> _Texto em estudo_
Ele tem uma longa história de proteger zelosamente os direitos de licença da imagem e da escultura, que representa um personagem de um conto de Hans Christian Andersen. Alice Eriksen, neta do artista e supervisora do espólio, não quis comentar. "O caso está correndo."

Advogados de ambas as partes ainda estão negociando, mas se o caso for a julgamento a decisão provavelmente dependerá do quanto a sereia de Asaa se parece com a que está no porto de Langelinie, em Copenhague, desde 1913, quando o magnata da cerveja Carl Jacobsen a deu de presente à cidade.

A escultura, uma das atrações mais visitadas da capital, é feita de bronze e representa uma pequenina sereia que repousa seu peso sobre o braço direito, com a cauda enrolada para o lado oposto. De granito e pesando 3 toneladas, a sereia de Asaa é mais roliça e tem feições mais grosseiras. Sua posição, entretanto, é a mesma.

Estátuas da Pequena Sereia de Copenhage e Asaa, ambas na Dinamarca - Marc Prior e Carsten Snejbjerg/The New York Times

"De que outro modo ela poderia se sentar?", indaga Klitgaard. "É uma sereia. Você não pode colocá-la numa cadeira."

A sereia de Asaa foi criada por Palle Moerk, artista e pedreiro local que esculpe lápides e estátuas figurativas —mãos humanas fazendo gestos (obscenos ou não) são um de seus temas favoritos. Ele havia esculpido a sereia quatro anos antes de ela ser comprada por um grupo de cidadãos de Asaa e doada à administração do porto em seu 140º aniversário.

O artista diz que não gostou da acusação de cópia. "Como artista, você absorve todo tipo de coisas —e, é claro, eu tinha visto fotos da sereia de Langelinie. Mas esta foi inspiração própria."

> _Ordem de trabalho 1_
Resuma em duas frases o texto sobre a disputa das sereias de Asaa e de Copenhague.
> _Ordem de trabalho 2_
Prossiga o texto sobre a disputa das sereias de Asaa e de Copenhague, começando logo após a última frase apresentada.

> _Extratos dos registros_
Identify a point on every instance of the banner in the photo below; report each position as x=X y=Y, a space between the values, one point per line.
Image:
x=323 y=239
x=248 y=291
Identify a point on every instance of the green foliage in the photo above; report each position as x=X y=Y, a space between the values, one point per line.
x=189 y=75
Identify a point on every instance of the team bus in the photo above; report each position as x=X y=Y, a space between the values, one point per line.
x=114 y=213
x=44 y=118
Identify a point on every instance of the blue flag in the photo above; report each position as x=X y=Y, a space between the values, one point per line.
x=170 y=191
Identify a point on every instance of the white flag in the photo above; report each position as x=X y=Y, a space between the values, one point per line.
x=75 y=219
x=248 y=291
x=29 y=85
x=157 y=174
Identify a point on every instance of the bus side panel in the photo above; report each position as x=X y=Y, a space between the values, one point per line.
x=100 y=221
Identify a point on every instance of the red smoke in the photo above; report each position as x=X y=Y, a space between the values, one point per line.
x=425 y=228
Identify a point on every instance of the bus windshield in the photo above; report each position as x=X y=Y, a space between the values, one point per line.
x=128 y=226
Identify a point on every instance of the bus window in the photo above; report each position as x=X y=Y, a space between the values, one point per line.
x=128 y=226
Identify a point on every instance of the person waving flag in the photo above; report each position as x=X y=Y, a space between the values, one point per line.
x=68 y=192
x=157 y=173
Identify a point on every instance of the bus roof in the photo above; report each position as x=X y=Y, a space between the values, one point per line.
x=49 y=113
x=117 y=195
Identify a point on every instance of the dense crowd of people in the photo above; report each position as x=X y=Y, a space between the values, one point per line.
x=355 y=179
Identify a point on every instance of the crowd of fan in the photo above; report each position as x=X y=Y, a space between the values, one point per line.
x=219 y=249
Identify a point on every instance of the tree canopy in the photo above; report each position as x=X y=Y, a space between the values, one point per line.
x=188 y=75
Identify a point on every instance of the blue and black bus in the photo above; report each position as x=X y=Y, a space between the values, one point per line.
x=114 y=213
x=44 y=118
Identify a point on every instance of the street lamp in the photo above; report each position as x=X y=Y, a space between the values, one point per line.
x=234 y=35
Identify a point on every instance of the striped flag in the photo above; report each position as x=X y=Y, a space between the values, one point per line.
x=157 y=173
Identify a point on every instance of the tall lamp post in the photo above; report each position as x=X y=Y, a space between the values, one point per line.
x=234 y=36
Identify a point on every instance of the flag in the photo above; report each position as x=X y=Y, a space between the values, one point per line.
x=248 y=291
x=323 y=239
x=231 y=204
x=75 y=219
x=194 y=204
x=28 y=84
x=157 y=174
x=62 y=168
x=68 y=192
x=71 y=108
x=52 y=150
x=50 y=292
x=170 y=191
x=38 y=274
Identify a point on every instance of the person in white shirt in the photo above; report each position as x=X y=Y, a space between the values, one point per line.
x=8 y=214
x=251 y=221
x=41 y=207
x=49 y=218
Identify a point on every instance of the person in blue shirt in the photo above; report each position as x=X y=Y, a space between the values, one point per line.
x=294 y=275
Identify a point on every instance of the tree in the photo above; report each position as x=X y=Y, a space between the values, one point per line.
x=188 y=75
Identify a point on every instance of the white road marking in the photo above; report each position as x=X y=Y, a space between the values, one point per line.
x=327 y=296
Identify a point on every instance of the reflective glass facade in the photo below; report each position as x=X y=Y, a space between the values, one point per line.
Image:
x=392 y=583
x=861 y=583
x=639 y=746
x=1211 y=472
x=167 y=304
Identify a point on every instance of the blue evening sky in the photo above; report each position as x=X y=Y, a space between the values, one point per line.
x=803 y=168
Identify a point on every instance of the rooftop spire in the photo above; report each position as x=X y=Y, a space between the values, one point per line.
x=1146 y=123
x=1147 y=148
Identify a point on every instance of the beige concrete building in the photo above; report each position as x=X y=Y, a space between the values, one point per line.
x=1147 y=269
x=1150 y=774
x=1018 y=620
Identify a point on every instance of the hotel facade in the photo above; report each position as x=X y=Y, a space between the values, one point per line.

> _Resultado da tarefa 1_
Advogados de ambas as partes negociam um caso sobre a sereia de granito de Asaa, e, se houver julgamento, a decisão provavelmente dependerá de quanto ela se parece com a sereia de bronze que está no porto de Langelinie, em Copenhague, desde 1913. Embora a sereia de Asaa seja mais roliça e de feições mais grosseiras, sua posição é a mesma, e o autor, Palle Moerk, afirma que, apesar de ter visto fotos da sereia de Langelinie, a obra foi inspiração própria.

> _Resultado da tarefa 2_
Depois de comprar um grande bloco de granito, ele o havia deixado em seu pátio, sem saber o que iria esculpir. Certa noite, a musa veio, e ele rapidamente desenhou a sereia num papel que mantinha junto à cama. "Às vezes a pedra fala com você", diz.

A ideia de que sua sereia poderá ser eliminada o perturba. "Não pensei que destruíssemos obras de arte na Dinamarca. Isso é algo que o Talibã faz." Embora o espólio de Eriksen esteja pedindo 37 mil coroas dinamarquesas (R$ 31 mil) como indenização, Moerk e Klitgaard disseram que acham que o processo foi motivado por ganância. O direito autoral do espólio vai expirar em 2029 —70 anos após a morte do artista—e, segundo o prefeito, eles "estão tentando ser pagos antes disso".

Já em 1937, Eriksen processou com sucesso uma empresa de artesanato por produzir desenhos para bordado com a sereia —cujo corpo teve como modelo sua mulher, Eline. Mais recentemente, seus herdeiros processaram o jornal Berlingske por ter publicado uma charge da sereia com o rosto de um zumbi e uma foto que a mostrava vestindo uma máscara contra o coronavírus. Em 2020, o tribunal decidiu que o jornal tinha de fato violado o direito autoral e impôs multa equivalente a R$ 242 mil.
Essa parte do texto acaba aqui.